Tâche courte 1
Dans la chronique « Tu seras un homme, mon fils », à combien de semaines de grossesse la chroniqueuse apprend-elle le sexe de son enfant ?
Tâche courte 2
Réécrivez plus brièvement le paragraphe de la chronique « Tu seras un homme, mon fils » qui commence par « La nuit, ça me réveille », en gardant ses faits principaux.
Tâche courte 3
Poursuivez la chronique « Tu seras un homme, mon fils » après son dernier paragraphe.

Ma parole!

Tu seras un homme, mon fils

En pleine angoisse de la page blanche, je reçois de mon fils un bon coup de pied dans les côtes. C’est lui qui me donne la solution. Je parlerai de lui. Et de ma déception d’apprendre, à 22 semaines de grossesse, qu’il est de sexe masculin.

Le Quartanier / Christian Blais

Photo: Le Quartanier / Christian Blais

J’aurais aimé que ma première chronique dans Châtelaine soit publiée dans une période moins chargée de sens : mars, avec sa Journée internationale de la femme, est à prendre avec des pincettes. J’ai le devoir de dire quelque chose, mais en même temps, je ne veux pas en beurrer trop épais. Je ne réglerai pas le sort des femmes en 4 000 caractères, mais je ressens une pression, celle d’écrire quelque chose d’intelligent et qui ferait réfléchir à la condition féminine. Je vire et revire les idées qui se bousculent dans ma tête. Je n’arrive à rien.

La nuit, ça me réveille. Dans mon lit, je cherche l’angle à adopter. J’essaie de trouver le sommeil dans le confort de mes draps en flanelle. C’est une vraie torture. Impensable pour moi d’écrire quelque chose d’ordinaire. Surtout que c’est mon premier rendez-vous avec vous. J’ai envie de vous inspirer, d’entamer une discussion et, surtout, je veux réaffirmer que le féminisme vaut encore quelque chose, qu’il est plus pertinent que jamais.

En pleine angoisse de la page blanche, je reçois de mon fils – que je porte depuis huit mois déjà – un bon coup de pied dans les côtes. C’est lui qui me donne la solution. Je parlerai de lui. Et de ma déception d’apprendre, à 22 semaines de grossesse, qu’il est de sexe masculin. Je dis déception, mais c’est un peu beaucoup exagéré. Disons simplement malaise. Malaise à l’idée de mettre au monde un garçon – j’ai déjà deux filles. J’ai peur. Je ne saurai pas quoi faire avec un gars, moi…

J’ai passé ma deuxième échographie alors que le mouvement #AgressionNonDénoncée battait son plein. Rien pour calmer mon inquiétude. J’ai demandé à mon mari s’il le savait, lui, comment on faisait pour élever ça, un bébé garçon. Je vous le jure, à ce moment-là, j’avais vraiment l’impression de porter l’ennemi. Et ce sentiment très déplaisant s’accompagnait de pensées contradictoires. Parce que cet ennemi, je l’aimais d’amour et je désirais le protéger du monde extérieur et de toute sa violence.

Lignes présentées
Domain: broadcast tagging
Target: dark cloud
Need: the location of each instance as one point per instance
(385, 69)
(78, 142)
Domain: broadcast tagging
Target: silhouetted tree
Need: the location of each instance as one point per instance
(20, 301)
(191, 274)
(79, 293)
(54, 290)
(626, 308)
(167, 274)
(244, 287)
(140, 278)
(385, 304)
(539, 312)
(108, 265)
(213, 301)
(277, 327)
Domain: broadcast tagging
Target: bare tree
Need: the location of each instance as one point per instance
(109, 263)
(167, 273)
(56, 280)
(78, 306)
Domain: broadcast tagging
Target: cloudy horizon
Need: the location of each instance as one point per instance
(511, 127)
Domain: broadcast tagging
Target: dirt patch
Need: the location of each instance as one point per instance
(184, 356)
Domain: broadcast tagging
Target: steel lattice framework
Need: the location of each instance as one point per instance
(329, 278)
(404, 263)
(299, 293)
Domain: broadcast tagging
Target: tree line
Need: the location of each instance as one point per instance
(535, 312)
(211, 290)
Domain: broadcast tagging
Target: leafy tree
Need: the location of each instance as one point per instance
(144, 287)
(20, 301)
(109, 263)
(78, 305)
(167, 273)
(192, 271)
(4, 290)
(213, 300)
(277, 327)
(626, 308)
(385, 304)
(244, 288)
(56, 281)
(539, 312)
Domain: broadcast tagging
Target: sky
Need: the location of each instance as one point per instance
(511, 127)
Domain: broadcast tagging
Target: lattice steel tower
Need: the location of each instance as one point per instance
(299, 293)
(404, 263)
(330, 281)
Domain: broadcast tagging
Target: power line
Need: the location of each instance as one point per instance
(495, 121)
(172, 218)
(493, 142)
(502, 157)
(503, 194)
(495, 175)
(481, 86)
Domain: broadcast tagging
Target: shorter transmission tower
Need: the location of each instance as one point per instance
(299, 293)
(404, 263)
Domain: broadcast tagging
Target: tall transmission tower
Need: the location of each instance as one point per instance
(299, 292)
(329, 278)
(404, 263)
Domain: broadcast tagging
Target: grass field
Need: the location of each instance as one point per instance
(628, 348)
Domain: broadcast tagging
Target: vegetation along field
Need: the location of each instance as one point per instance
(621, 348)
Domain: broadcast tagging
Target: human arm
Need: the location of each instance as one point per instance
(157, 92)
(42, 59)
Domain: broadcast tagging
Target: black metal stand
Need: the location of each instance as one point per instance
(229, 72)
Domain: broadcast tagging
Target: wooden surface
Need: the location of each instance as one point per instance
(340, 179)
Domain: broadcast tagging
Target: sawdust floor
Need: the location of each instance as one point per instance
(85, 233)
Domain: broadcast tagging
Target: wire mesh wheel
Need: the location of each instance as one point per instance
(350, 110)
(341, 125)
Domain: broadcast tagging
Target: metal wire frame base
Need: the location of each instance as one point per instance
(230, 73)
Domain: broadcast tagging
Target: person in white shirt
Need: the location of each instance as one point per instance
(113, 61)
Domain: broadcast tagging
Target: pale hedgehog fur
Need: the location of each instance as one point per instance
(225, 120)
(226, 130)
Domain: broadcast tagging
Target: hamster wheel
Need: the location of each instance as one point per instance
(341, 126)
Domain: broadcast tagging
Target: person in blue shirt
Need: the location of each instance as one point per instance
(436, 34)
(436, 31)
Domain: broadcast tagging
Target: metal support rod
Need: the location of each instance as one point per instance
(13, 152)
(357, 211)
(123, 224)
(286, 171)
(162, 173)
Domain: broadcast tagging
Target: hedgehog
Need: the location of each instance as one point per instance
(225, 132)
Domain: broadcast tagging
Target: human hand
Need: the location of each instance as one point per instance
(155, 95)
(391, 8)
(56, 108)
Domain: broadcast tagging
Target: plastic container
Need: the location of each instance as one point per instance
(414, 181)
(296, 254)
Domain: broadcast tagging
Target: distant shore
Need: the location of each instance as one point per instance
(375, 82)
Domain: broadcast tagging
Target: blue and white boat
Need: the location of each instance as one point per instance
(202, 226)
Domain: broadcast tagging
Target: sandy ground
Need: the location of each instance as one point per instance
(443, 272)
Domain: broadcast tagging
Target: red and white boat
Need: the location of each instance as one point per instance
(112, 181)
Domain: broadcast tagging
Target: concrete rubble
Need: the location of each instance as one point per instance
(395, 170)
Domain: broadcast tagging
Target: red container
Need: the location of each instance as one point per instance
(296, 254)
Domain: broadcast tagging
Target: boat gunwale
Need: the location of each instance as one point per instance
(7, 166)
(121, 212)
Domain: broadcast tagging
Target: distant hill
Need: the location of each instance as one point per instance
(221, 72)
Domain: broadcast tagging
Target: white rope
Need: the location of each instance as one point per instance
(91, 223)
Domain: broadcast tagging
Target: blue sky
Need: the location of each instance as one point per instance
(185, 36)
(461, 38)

Réponse rédigée 1
À 22 semaines de grossesse.

Réponse rédigée 2
Réveillée la nuit, la chroniqueuse cherche en vain l'angle de son texte et n'arrive pas à dormir. Pour ce premier rendez-vous avec ses lectrices, elle refuse d'écrire quelque chose d'ordinaire. Elle veut les inspirer, ouvrir une discussion et réaffirmer que le féminisme est plus pertinent que jamais.

Réponse rédigée 3
Naître garçon, par les temps qui courent, ne serait pas chose facile. Moins facile qu’avant, en tout cas. Juste retour du balancier, diront plusieurs. Certes. Fiston serait-il considéré comme un agresseur potentiel dès qu’il franchirait le cap de l’adolescence ? Cette idée m’attristait. Comment éviter qu’il grandisse dans une société où il serait perçu comme tel ? Mais, en même temps, comment l’élever pour ne pas qu’il se transforme en un affreux Jian Ghomeshi ? « Tu te casses la tête pour rien, m’a dit mon mari. T’as juste à l’élever comme tes filles. » Pas comme une fille, nuance. Il voulait dire de la même façon que je m’y prends avec mes deux autres enfants, en luttant tous les jours contre les stéréotypes et, surtout, en leur présentant un modèle de mère et de femme assumée, en pleine possession de ses moyens. J’ai fait mine d’acquiescer et suis retournée me coucher. Une femme assumée et en pleine possession de ses moyens. Suis-je vraiment tout ça ? Hum, pas certaine. C’est là que je me suis dit que je devais une chose à mon fils : être une maman mieux dans sa peau et dans sa tête. Et une mère libre. Véritablement. À go, il fallait que j’arrête moi-même de me considérer comme une femme-objet et de me déprécier sans arrêt. Et, surtout, je devais me dégager des stéréotypes féminins. Parce que, pour être honnête, le carcan dans lequel je m’enferme allégrement et cette pression pour être parfaite tout le temps, je ne les dois qu’à moi.

Il faut que je me libère, donc. C’est le cadeau que je souhaite me faire. Et que je souhaite offrir à mon petit garçon et à mes filles. Si j’y arrive, tout ce beau monde sera sur la bonne voie. Non, ça ne leur épargnera pas tout. Mais ils seront bien partis. 

Pour écrire à Geneviève Pettersen: genevieve.pettersen@rci.rogers.com

Pour réagir sur Twitter: @genpettersen

Geneviève Pettersen est l’auteure de La déesse des mouches à feu (Le Quartanier)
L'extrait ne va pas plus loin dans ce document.